→ **Selected extract**
The Pangasinan people (), also known as Pangasinense, are an ethnolinguistic group native to the Philippines. Numbering 1,823,865 in 2010, they are the tenth largest ethnolinguistic group in the country. They live mainly in their native province of Pangasinan and the adjacent provinces of La Union and Tarlac, as well as Benguet, Nueva Ecija, Zambales, and Nueva Vizcaya. Smaller groups are found elsewhere in the Philippines and worldwide in the Filipino diaspora.

Etymology
The name Pangasinan means "land of salt" or "place of salt-making". It is derived from asin, the word for "salt" in Pangasinan. The Pangasinan people are referred as Pangasinense. The term Pangasinan can refer to the indigenous speakers of the Pangasinan language or people of Pangasinan heritage.

Demographics

The estimated population of the Pangasinan people in the province of Pangasinan is 2.5 million. The Pangasinan people are also living in the neighboring provinces of Tarlac and La Union (which used to be parts of Pangasinan Province), Benguet, Nueva Ecija, Zambales, and Nueva Vizcaya; as well as in Pangasinan communities in the Philippines and overseas.

Indigenous religion

Prior to Spanish colonization, the Pangasinan people believed in a pantheon of unique deities (gods and goddesses).

→ **Excerpted data**
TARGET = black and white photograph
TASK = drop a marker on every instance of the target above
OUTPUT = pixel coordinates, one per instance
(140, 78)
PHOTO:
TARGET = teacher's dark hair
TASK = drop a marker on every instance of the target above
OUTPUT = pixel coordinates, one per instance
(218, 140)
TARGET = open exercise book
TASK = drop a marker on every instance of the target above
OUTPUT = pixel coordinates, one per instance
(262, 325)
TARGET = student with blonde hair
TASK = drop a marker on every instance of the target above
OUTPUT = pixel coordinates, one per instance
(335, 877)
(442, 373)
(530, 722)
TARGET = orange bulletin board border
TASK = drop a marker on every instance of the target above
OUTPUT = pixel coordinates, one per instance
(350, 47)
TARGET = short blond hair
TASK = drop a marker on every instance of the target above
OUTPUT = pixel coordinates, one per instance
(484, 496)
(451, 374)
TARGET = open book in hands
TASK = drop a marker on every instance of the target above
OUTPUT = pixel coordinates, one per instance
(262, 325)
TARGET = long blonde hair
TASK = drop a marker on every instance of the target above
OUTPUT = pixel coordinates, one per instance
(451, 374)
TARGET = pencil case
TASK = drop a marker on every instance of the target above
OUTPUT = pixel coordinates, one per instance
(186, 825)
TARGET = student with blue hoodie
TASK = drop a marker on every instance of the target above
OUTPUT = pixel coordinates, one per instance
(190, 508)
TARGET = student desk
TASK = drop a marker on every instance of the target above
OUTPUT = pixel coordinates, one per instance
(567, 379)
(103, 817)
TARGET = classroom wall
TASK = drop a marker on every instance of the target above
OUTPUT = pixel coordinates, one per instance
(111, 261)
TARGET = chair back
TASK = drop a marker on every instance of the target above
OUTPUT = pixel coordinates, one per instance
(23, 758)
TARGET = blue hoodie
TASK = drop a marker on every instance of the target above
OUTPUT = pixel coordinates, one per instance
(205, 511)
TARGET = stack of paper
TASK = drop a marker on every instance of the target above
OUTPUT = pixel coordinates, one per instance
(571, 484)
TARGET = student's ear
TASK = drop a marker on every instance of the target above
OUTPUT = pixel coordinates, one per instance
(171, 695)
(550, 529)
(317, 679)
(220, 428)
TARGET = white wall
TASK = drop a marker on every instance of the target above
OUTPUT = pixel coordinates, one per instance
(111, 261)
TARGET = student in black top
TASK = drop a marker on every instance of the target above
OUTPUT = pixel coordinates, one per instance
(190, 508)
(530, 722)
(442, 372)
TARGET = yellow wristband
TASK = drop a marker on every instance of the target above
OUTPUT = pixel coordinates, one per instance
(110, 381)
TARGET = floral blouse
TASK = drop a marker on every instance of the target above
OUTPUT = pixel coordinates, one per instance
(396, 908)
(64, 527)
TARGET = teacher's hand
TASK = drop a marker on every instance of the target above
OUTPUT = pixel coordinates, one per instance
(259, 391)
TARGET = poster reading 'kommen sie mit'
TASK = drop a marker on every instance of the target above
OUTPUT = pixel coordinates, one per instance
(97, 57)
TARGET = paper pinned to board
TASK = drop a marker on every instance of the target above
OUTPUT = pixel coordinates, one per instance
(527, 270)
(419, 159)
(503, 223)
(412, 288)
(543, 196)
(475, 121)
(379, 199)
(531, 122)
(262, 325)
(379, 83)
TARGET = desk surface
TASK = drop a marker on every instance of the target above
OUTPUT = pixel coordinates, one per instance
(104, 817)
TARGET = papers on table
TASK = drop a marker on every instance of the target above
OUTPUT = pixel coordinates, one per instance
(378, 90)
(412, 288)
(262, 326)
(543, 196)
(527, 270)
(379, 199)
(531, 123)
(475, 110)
* * *
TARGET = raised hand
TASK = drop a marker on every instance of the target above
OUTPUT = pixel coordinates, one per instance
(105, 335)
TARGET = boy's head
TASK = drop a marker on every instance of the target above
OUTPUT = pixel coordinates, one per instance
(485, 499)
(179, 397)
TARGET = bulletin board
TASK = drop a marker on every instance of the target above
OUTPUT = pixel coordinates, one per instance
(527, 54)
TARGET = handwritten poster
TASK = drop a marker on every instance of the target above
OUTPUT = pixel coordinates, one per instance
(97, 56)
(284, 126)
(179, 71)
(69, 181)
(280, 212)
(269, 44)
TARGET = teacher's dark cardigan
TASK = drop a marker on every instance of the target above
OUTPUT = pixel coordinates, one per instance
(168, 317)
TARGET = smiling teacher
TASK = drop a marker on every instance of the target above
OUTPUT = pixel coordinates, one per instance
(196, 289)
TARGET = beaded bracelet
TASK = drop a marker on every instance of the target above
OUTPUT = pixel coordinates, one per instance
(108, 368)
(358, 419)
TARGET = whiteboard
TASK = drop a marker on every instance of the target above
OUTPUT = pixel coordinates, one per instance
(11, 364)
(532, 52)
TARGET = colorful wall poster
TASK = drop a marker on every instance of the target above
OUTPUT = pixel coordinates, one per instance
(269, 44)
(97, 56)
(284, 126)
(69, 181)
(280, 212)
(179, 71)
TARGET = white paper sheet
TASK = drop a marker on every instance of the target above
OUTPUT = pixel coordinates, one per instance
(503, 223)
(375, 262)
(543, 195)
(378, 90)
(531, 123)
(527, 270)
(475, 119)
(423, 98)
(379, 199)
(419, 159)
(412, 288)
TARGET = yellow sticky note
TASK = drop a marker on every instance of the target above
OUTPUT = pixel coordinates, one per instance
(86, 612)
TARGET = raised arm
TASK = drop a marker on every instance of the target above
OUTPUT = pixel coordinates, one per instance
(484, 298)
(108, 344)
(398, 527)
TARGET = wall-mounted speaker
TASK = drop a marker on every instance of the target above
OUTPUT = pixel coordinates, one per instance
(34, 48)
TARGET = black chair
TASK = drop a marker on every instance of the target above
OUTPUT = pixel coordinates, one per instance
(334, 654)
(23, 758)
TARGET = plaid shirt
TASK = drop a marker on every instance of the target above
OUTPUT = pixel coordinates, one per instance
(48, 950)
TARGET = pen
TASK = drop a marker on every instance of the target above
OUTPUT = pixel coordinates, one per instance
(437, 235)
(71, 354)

→ **What is asked**
1: Quote the piece on the Pangasinan people between "The estimated population" and "Philippines and overseas.", inclusive.
2: According to the piece on the Pangasinan people, what does the name Pangasinan mean?
You won't need the listing.

→ **Answers below**
1:
The estimated population of the Pangasinan people in the province of Pangasinan is 2.5 million. The Pangasinan people are also living in the neighboring provinces of Tarlac and La Union (which used to be parts of Pangasinan Province), Benguet, Nueva Ecija, Zambales, and Nueva Vizcaya; as well as in Pangasinan communities in the Philippines and overseas.

2: It means "land of salt" or "place of salt-making."